# Stated problem
Copy every line of the material below with no changes at all.

# Position identification records
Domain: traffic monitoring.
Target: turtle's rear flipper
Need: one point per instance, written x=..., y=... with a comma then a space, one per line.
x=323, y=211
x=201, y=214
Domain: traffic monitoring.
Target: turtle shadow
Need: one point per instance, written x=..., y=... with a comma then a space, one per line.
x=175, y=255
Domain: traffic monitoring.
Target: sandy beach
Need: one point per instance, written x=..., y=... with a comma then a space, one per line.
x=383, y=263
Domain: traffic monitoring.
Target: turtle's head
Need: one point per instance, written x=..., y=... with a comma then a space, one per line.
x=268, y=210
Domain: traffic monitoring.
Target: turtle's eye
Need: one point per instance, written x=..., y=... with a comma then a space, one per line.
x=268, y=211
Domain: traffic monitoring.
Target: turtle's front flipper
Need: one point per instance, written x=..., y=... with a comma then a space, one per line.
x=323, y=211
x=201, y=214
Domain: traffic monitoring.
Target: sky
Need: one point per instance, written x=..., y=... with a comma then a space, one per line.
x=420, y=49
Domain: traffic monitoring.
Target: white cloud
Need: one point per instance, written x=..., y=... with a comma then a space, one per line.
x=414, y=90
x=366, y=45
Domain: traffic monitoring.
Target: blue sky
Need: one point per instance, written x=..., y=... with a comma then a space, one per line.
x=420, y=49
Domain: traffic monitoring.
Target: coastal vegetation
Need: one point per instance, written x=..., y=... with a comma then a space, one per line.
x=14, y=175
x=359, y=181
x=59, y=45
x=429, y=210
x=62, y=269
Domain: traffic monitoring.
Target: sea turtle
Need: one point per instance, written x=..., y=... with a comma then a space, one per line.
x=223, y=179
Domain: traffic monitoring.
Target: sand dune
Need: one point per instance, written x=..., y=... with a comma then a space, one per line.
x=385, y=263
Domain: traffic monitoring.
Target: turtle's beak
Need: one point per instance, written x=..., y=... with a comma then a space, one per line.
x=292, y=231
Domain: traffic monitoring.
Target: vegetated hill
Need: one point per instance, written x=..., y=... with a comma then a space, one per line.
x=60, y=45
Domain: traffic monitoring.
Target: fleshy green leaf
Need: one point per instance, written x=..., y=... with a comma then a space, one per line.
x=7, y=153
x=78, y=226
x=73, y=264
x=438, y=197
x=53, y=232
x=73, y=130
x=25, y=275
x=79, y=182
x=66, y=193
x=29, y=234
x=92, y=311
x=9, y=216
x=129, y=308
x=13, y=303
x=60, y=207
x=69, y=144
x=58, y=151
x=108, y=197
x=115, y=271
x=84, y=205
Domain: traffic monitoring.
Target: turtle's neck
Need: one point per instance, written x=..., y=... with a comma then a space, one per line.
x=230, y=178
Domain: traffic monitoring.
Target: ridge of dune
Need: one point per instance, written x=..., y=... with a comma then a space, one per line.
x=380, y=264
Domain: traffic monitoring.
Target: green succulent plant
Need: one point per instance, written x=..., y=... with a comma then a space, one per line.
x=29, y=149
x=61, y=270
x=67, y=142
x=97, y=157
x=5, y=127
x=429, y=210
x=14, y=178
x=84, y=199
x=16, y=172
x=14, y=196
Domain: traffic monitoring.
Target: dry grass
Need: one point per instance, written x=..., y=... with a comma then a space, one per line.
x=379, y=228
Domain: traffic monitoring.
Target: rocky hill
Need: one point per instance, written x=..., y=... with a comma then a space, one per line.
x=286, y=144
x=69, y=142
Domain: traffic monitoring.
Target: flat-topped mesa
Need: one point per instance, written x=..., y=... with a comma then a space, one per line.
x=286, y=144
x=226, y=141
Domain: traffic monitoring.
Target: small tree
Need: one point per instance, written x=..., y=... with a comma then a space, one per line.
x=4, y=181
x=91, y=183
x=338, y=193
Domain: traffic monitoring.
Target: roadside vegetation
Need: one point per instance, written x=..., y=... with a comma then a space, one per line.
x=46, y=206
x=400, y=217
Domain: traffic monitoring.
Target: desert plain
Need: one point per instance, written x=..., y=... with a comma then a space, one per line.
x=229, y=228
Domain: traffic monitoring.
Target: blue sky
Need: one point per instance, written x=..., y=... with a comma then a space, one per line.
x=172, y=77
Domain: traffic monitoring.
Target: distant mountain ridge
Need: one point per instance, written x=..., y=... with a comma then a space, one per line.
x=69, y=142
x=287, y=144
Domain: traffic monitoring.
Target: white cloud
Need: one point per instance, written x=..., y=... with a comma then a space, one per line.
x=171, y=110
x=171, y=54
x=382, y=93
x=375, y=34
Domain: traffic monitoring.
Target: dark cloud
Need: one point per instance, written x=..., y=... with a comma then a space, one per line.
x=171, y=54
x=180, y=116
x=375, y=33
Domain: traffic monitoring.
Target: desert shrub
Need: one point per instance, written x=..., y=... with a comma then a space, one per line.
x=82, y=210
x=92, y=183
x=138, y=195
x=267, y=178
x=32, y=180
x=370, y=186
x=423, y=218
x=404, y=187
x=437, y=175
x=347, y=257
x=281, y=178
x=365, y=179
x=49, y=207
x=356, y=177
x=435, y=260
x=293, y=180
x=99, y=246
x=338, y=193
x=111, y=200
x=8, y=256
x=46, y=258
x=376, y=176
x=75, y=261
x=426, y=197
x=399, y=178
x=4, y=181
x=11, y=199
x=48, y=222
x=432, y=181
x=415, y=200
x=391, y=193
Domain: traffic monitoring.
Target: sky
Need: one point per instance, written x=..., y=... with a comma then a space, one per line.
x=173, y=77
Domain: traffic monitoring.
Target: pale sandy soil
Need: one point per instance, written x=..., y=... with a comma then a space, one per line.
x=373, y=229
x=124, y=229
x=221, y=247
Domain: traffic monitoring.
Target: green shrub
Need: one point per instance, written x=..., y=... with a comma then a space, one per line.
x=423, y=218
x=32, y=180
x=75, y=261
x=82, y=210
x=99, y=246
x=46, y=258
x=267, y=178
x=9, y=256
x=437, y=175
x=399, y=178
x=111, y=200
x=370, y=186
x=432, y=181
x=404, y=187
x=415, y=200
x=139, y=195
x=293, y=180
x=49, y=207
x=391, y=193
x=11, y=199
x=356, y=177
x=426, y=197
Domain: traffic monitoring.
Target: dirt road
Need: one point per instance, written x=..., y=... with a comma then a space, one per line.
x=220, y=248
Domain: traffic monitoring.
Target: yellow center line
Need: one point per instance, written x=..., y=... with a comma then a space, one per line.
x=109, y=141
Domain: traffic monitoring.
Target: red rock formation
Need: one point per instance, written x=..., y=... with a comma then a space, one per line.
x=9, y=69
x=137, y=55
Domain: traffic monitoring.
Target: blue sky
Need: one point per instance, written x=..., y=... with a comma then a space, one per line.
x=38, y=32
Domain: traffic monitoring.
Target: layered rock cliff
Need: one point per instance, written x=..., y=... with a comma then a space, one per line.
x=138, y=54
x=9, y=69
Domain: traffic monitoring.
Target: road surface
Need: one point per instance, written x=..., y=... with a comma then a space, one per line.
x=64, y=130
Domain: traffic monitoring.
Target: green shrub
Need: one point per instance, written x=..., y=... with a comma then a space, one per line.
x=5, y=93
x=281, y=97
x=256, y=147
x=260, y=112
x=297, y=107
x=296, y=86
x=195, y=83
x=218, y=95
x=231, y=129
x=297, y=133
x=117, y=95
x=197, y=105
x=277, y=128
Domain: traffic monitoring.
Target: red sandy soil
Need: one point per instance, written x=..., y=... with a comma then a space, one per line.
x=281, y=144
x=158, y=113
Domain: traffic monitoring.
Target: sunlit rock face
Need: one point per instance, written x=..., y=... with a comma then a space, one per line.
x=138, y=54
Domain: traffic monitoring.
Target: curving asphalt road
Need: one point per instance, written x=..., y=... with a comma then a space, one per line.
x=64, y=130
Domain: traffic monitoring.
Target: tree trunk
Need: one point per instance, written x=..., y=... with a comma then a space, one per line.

# Response
Domain: traffic monitoring.
Target: turtle's rear flipper
Need: one point per instance, written x=..., y=... with a comma then a space, one per line.
x=323, y=211
x=201, y=214
Domain: traffic monitoring.
Target: turtle shadow
Need: one point per instance, written x=..., y=... with a comma then a space, one per line.
x=175, y=255
Domain: traffic monitoring.
Target: sandy beach
Need: one point per instance, written x=..., y=... with a comma then a space, one per line.
x=383, y=263
Domain: traffic monitoring.
Target: turtle's head
Need: one point per instance, written x=..., y=... with a comma then a space, one per line.
x=268, y=210
Domain: traffic monitoring.
Target: turtle's eye
Need: one point per instance, written x=..., y=... with a comma then a space, one per line.
x=268, y=211
Domain: traffic monitoring.
Target: turtle's front flipper
Need: one point per instance, written x=..., y=... with a comma then a space, one per line.
x=323, y=211
x=201, y=214
Domain: traffic monitoring.
Target: sky
Need: one point per instance, written x=..., y=... with a comma then a space, one per line.
x=420, y=49
Domain: traffic monitoring.
Target: white cloud
Need: one point per instance, written x=..., y=... with a comma then a space, one per line.
x=414, y=90
x=366, y=45
Domain: traffic monitoring.
Target: blue sky
Need: one point per instance, written x=..., y=... with a comma then a space, one per line.
x=420, y=49
Domain: traffic monitoring.
Target: coastal vegetation
Need: one point per instance, written x=..., y=... with a comma then a space, one per line.
x=14, y=175
x=359, y=181
x=59, y=45
x=429, y=210
x=62, y=269
Domain: traffic monitoring.
Target: sea turtle
Need: one point per instance, written x=..., y=... with a comma then a space, one per line.
x=223, y=179
Domain: traffic monitoring.
Target: sand dune
Need: one point per instance, written x=..., y=... with a comma then a space, one per line.
x=385, y=263
Domain: traffic monitoring.
Target: turtle's beak
Need: one point per instance, written x=..., y=... with a comma then a space, one per line.
x=292, y=231
Domain: traffic monitoring.
Target: vegetated hill
Need: one point per instance, written x=..., y=... with a comma then a space, one per line.
x=60, y=45
Domain: traffic monitoring.
Target: fleshy green leaf
Need: one point per instance, written x=..., y=... with a comma then a space, one per line.
x=7, y=153
x=78, y=226
x=73, y=264
x=438, y=197
x=53, y=232
x=73, y=130
x=25, y=275
x=79, y=182
x=66, y=193
x=29, y=234
x=92, y=311
x=9, y=216
x=129, y=308
x=13, y=303
x=60, y=207
x=69, y=144
x=58, y=151
x=108, y=197
x=115, y=271
x=84, y=205
Domain: traffic monitoring.
Target: turtle's neck
Need: one point per instance, written x=..., y=... with a comma then a space, one per line.
x=230, y=178
Domain: traffic monitoring.
Target: ridge of dune
Need: one point per instance, written x=..., y=... with a comma then a space, one per line.
x=380, y=264
Domain: traffic monitoring.
Target: green succulent plant
Need: one point per instance, written x=..., y=... with a comma then a space, one per line.
x=29, y=149
x=61, y=270
x=67, y=142
x=97, y=157
x=5, y=127
x=429, y=210
x=14, y=178
x=84, y=199
x=16, y=172
x=14, y=196
Domain: traffic monitoring.
Target: dry grass
Need: one point per instance, written x=..., y=... with a comma then a space, one per line.
x=379, y=228
Domain: traffic monitoring.
Target: rocky hill
Need: one point per instance, written x=..., y=... with a comma then a space, one per line.
x=286, y=144
x=69, y=142
Domain: traffic monitoring.
Target: flat-topped mesa
Need: one point per instance, written x=..., y=... with a comma then a space, one per line.
x=286, y=144
x=226, y=141
Domain: traffic monitoring.
Target: small tree
Need: one point per instance, written x=..., y=... with a comma then a space, one per line.
x=4, y=181
x=91, y=183
x=338, y=193
Domain: traffic monitoring.
Target: roadside vegetation
Need: one point per instance, written x=..., y=... with a comma then a space, one per line.
x=46, y=206
x=400, y=217
Domain: traffic monitoring.
Target: desert plain
Need: one point per instance, written x=..., y=... with a comma then a space, one per line.
x=229, y=228
Domain: traffic monitoring.
Target: blue sky
Need: one point per instance, written x=..., y=... with a comma then a space, one per line.
x=172, y=77
Domain: traffic monitoring.
Target: distant mountain ridge
Need: one point per instance, written x=..., y=... with a comma then a space, one per line.
x=69, y=142
x=287, y=144
Domain: traffic monitoring.
Target: white cloud
Need: one point per instance, written x=..., y=... with a comma then a space, one per line.
x=171, y=110
x=171, y=54
x=382, y=93
x=375, y=34
Domain: traffic monitoring.
Target: dark cloud
Need: one point per instance, written x=..., y=... with a comma then a space, one per line.
x=171, y=54
x=180, y=116
x=375, y=33
Domain: traffic monitoring.
Target: desert shrub
Need: one point per instance, written x=..., y=... with a comma then a space, one per line.
x=82, y=210
x=92, y=183
x=138, y=195
x=267, y=178
x=32, y=180
x=370, y=186
x=423, y=218
x=404, y=187
x=437, y=175
x=347, y=257
x=281, y=178
x=365, y=179
x=49, y=207
x=356, y=177
x=435, y=260
x=293, y=180
x=99, y=246
x=338, y=193
x=111, y=200
x=8, y=256
x=46, y=258
x=376, y=176
x=75, y=261
x=426, y=197
x=399, y=178
x=4, y=181
x=11, y=199
x=48, y=222
x=432, y=181
x=415, y=200
x=391, y=193
Domain: traffic monitoring.
Target: sky
Need: one point per instance, written x=..., y=... with a comma then a space, one per line.
x=173, y=77
Domain: traffic monitoring.
Target: pale sandy soil
Need: one point per instance, written x=..., y=... with a comma then a space, one per line.
x=373, y=229
x=124, y=229
x=221, y=247
Domain: traffic monitoring.
Target: green shrub
Need: one point per instance, written x=..., y=... with a comma then a space, one per line.
x=423, y=218
x=32, y=180
x=75, y=261
x=82, y=210
x=99, y=246
x=46, y=258
x=267, y=178
x=9, y=256
x=437, y=175
x=399, y=178
x=111, y=200
x=370, y=186
x=432, y=181
x=404, y=187
x=415, y=200
x=139, y=195
x=293, y=180
x=49, y=207
x=391, y=193
x=11, y=199
x=356, y=177
x=426, y=197
Domain: traffic monitoring.
Target: dirt road
Need: one point per instance, written x=..., y=... with a comma then a space, one per line.
x=220, y=248
Domain: traffic monitoring.
Target: yellow center line
Need: one point per instance, written x=..., y=... with a comma then a space, one per line.
x=109, y=141
Domain: traffic monitoring.
Target: red rock formation
Need: one point per instance, written x=..., y=... with a comma then a space, one per line.
x=9, y=69
x=137, y=55
Domain: traffic monitoring.
Target: blue sky
Need: one point per instance, written x=..., y=... with a comma then a space, one per line.
x=38, y=32
Domain: traffic monitoring.
Target: layered rock cliff
Need: one point per instance, written x=..., y=... with a comma then a space, one per line.
x=138, y=54
x=9, y=69
Domain: traffic monitoring.
Target: road surface
Need: one point per instance, written x=..., y=... with a comma then a space, one per line.
x=64, y=130
Domain: traffic monitoring.
Target: green shrub
Need: one point per instance, written x=..., y=... with a comma then a space, one per line.
x=5, y=93
x=281, y=97
x=256, y=147
x=260, y=112
x=297, y=107
x=296, y=86
x=195, y=83
x=218, y=95
x=231, y=129
x=297, y=133
x=117, y=95
x=197, y=105
x=277, y=128
Domain: traffic monitoring.
Target: red sandy soil
Need: one point per instance, written x=..., y=... with a comma then a space, one per line.
x=281, y=144
x=158, y=113
Domain: traffic monitoring.
Target: sunlit rock face
Need: one point per instance, written x=..., y=... with a comma then a space, one per line.
x=138, y=54
Domain: traffic monitoring.
Target: curving asphalt road
Need: one point per instance, written x=..., y=... with a comma then a space, one per line.
x=64, y=130
Domain: traffic monitoring.
Target: tree trunk
Need: one point per instance, written x=..., y=... with a comma then a space, one per line.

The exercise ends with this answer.